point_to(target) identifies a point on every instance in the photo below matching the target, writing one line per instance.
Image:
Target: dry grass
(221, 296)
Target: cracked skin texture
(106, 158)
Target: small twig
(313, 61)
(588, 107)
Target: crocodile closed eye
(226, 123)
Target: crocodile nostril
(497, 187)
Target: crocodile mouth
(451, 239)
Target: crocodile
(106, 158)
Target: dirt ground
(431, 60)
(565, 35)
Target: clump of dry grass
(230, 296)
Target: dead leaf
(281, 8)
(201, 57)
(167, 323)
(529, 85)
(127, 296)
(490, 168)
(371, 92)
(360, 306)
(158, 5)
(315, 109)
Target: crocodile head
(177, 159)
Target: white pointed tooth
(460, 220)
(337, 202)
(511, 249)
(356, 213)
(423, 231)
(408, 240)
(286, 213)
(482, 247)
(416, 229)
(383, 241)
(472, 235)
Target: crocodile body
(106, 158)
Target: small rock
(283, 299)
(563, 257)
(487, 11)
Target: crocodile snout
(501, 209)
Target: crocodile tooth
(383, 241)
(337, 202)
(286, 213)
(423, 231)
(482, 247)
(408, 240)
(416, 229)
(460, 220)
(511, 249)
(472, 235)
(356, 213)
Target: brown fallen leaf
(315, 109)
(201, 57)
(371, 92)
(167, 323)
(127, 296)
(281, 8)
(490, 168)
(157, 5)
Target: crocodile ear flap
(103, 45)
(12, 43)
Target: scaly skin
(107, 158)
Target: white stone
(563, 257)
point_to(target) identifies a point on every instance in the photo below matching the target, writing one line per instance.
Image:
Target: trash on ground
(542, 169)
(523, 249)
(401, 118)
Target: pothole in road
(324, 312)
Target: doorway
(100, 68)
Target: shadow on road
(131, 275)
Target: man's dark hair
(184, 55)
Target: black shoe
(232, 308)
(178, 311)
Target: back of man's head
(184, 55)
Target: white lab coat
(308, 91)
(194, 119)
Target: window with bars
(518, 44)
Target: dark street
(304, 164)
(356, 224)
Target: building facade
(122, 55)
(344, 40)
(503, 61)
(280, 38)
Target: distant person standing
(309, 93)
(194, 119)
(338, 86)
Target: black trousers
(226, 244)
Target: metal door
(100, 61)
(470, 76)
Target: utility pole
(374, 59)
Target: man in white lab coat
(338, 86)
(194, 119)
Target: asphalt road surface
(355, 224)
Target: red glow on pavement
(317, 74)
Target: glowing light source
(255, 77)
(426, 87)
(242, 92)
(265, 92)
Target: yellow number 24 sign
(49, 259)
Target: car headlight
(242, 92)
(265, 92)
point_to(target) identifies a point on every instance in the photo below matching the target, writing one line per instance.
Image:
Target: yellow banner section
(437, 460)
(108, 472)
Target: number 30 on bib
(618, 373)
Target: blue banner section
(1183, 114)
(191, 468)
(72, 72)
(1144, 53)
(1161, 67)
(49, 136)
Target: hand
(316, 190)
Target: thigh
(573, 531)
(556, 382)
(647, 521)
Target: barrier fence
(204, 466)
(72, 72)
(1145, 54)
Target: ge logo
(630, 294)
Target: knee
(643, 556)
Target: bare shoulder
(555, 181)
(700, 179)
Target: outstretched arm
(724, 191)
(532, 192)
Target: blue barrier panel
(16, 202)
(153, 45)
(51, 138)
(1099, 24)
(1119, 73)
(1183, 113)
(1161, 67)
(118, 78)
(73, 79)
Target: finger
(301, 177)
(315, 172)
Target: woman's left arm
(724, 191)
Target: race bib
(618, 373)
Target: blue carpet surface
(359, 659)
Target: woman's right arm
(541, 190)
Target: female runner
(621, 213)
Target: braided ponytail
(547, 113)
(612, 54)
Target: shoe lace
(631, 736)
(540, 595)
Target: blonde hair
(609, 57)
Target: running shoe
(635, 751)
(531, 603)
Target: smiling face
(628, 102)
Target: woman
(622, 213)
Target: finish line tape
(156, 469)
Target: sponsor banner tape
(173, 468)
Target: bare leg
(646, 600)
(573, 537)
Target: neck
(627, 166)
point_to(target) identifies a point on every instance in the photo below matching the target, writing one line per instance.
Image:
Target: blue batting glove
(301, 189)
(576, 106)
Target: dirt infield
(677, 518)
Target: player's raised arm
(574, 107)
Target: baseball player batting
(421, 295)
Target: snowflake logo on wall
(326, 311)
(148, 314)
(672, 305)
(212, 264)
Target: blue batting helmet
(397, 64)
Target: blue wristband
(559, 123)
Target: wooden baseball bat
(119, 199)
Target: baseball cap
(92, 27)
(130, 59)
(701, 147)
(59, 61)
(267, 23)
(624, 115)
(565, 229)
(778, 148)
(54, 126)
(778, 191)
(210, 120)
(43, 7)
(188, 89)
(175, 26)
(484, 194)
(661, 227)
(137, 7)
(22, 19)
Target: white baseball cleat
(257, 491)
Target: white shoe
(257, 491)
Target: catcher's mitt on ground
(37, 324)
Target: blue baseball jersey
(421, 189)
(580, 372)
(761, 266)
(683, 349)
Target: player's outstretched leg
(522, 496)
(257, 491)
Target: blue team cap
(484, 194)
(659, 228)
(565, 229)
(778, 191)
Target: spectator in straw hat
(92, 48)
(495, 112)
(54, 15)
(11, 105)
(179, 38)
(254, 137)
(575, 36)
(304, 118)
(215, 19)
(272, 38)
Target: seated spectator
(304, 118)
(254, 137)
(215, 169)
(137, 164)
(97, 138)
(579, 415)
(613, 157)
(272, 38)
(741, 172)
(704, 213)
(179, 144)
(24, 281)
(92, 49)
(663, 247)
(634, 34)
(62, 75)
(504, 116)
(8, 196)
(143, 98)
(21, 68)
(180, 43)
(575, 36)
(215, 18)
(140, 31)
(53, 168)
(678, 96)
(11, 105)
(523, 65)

■ ■ ■

PROBLEM DETAILS: Could you transcribe the records in full, exactly?

WORKED ANSWER:
point_to(target) identifies a point on every instance in the photo below matching the target, writing one line per instance.
Image:
Target: dry grass
(221, 296)
Target: cracked skin texture
(106, 158)
Target: small twig
(313, 61)
(588, 107)
Target: crocodile closed eye
(226, 123)
Target: crocodile nostril
(497, 187)
Target: crocodile mouth
(451, 239)
Target: crocodile
(106, 158)
Target: dirt ground
(431, 60)
(565, 35)
Target: clump of dry grass
(230, 296)
Target: dead leaf
(281, 8)
(201, 57)
(167, 323)
(529, 85)
(127, 296)
(490, 168)
(371, 92)
(360, 306)
(158, 5)
(315, 109)
Target: crocodile head
(177, 159)
Target: white pointed tooth
(460, 220)
(337, 202)
(511, 249)
(356, 213)
(423, 231)
(408, 240)
(286, 213)
(482, 247)
(416, 229)
(383, 241)
(472, 235)
Target: crocodile body
(106, 158)
Target: small rock
(283, 299)
(563, 257)
(487, 11)
Target: crocodile snout
(501, 209)
Target: crocodile tooth
(383, 241)
(337, 202)
(286, 213)
(423, 231)
(482, 247)
(408, 240)
(416, 229)
(460, 220)
(511, 249)
(472, 235)
(356, 213)
Target: brown fallen leaf
(315, 109)
(201, 57)
(371, 92)
(167, 323)
(127, 296)
(281, 8)
(490, 168)
(157, 5)
Target: crocodile ear flap
(103, 45)
(12, 43)
Target: scaly skin
(107, 158)
Target: white stone
(563, 257)
point_to(target) identifies a point on every instance in the photo below matching the target, writing one line per instance.
Image:
Target: trash on ground
(542, 169)
(523, 249)
(401, 118)
Target: pothole in road
(324, 312)
Target: doorway
(100, 68)
Target: shadow on road
(131, 275)
Target: man's dark hair
(184, 55)
Target: black shoe
(232, 308)
(178, 311)
Target: back of man's head
(184, 55)
Target: white lab coat
(308, 91)
(194, 119)
Target: window with bars
(518, 44)
Target: dark street
(304, 164)
(356, 224)
Target: building facade
(122, 55)
(344, 40)
(503, 61)
(280, 38)
Target: distant person standing
(309, 93)
(194, 119)
(338, 86)
Target: black trousers
(226, 244)
Target: metal door
(100, 61)
(470, 76)
Target: utility pole
(374, 59)
Target: man in white lab coat
(338, 86)
(194, 119)
Target: asphalt road surface
(355, 224)
Target: red glow on pavement
(317, 74)
Target: glowing light source
(255, 77)
(426, 87)
(242, 92)
(265, 92)
Target: yellow number 24 sign
(49, 259)
Target: car headlight
(242, 92)
(265, 92)
point_to(target) identifies a point on every instance in the photo below matching the target, writing one line per instance.
Image:
Target: yellow banner section
(437, 460)
(108, 472)
Target: number 30 on bib
(618, 373)
Target: blue banner section
(1183, 114)
(191, 468)
(72, 72)
(1144, 53)
(1161, 67)
(49, 136)
Target: hand
(316, 190)
Target: thigh
(573, 531)
(556, 382)
(647, 521)
Target: barrier fence
(204, 466)
(72, 72)
(1145, 54)
Target: ge logo
(630, 294)
Target: knee
(643, 556)
Target: bare shoulder
(555, 181)
(700, 179)
Target: outstretched arm
(724, 191)
(532, 192)
Target: blue barrier panel
(16, 202)
(153, 45)
(51, 138)
(1099, 24)
(1119, 73)
(1183, 113)
(1161, 67)
(118, 78)
(73, 79)
Target: finger
(301, 177)
(315, 172)
Target: woman's left arm
(724, 191)
Target: race bib
(618, 373)
Target: blue carpet surface
(359, 659)
Target: woman's right arm
(541, 190)
Target: female runner
(621, 213)
Target: braided ponytail
(547, 113)
(612, 54)
Target: shoe lace
(631, 736)
(540, 595)
Target: blonde hair
(609, 57)
Target: running shoe
(635, 751)
(531, 603)
Target: smiling face
(628, 102)
Target: woman
(622, 213)
Target: finish line tape
(156, 469)
Target: sponsor banner tape
(173, 468)
Target: bare leg
(646, 600)
(573, 537)
Target: neck
(627, 166)
point_to(target) identifies a point on every instance in the photo below matching the target, writing one line per instance.
Image:
Target: blue batting glove
(301, 189)
(576, 106)
Target: dirt infield
(677, 518)
Target: player's raised arm
(574, 107)
Target: baseball player batting
(421, 295)
Target: snowflake logo on wall
(326, 311)
(148, 314)
(672, 305)
(212, 264)
Target: blue batting helmet
(397, 64)
Target: blue wristband
(559, 123)
Target: wooden baseball bat
(119, 199)
Target: baseball cap
(92, 27)
(130, 59)
(701, 147)
(59, 61)
(267, 23)
(624, 115)
(565, 229)
(778, 148)
(54, 126)
(778, 191)
(210, 120)
(43, 7)
(188, 89)
(175, 26)
(484, 194)
(661, 227)
(137, 7)
(22, 19)
Target: white baseball cleat
(257, 491)
Target: white shoe
(257, 491)
Target: catcher's mitt on ground
(37, 324)
Target: blue baseball jersey
(421, 189)
(580, 372)
(761, 266)
(683, 349)
Target: player's outstretched leg
(522, 496)
(257, 491)
Target: blue team cap
(484, 194)
(659, 228)
(565, 229)
(778, 191)
Target: spectator in straw hat
(92, 48)
(495, 112)
(54, 15)
(11, 105)
(179, 38)
(254, 137)
(575, 36)
(304, 118)
(215, 19)
(272, 38)
Target: seated spectator
(304, 118)
(254, 137)
(215, 169)
(137, 164)
(97, 138)
(579, 415)
(613, 157)
(272, 38)
(741, 172)
(704, 213)
(179, 144)
(24, 281)
(92, 49)
(663, 247)
(634, 34)
(62, 75)
(504, 116)
(8, 196)
(143, 98)
(21, 68)
(180, 43)
(575, 36)
(215, 18)
(140, 31)
(53, 168)
(678, 96)
(11, 105)
(523, 65)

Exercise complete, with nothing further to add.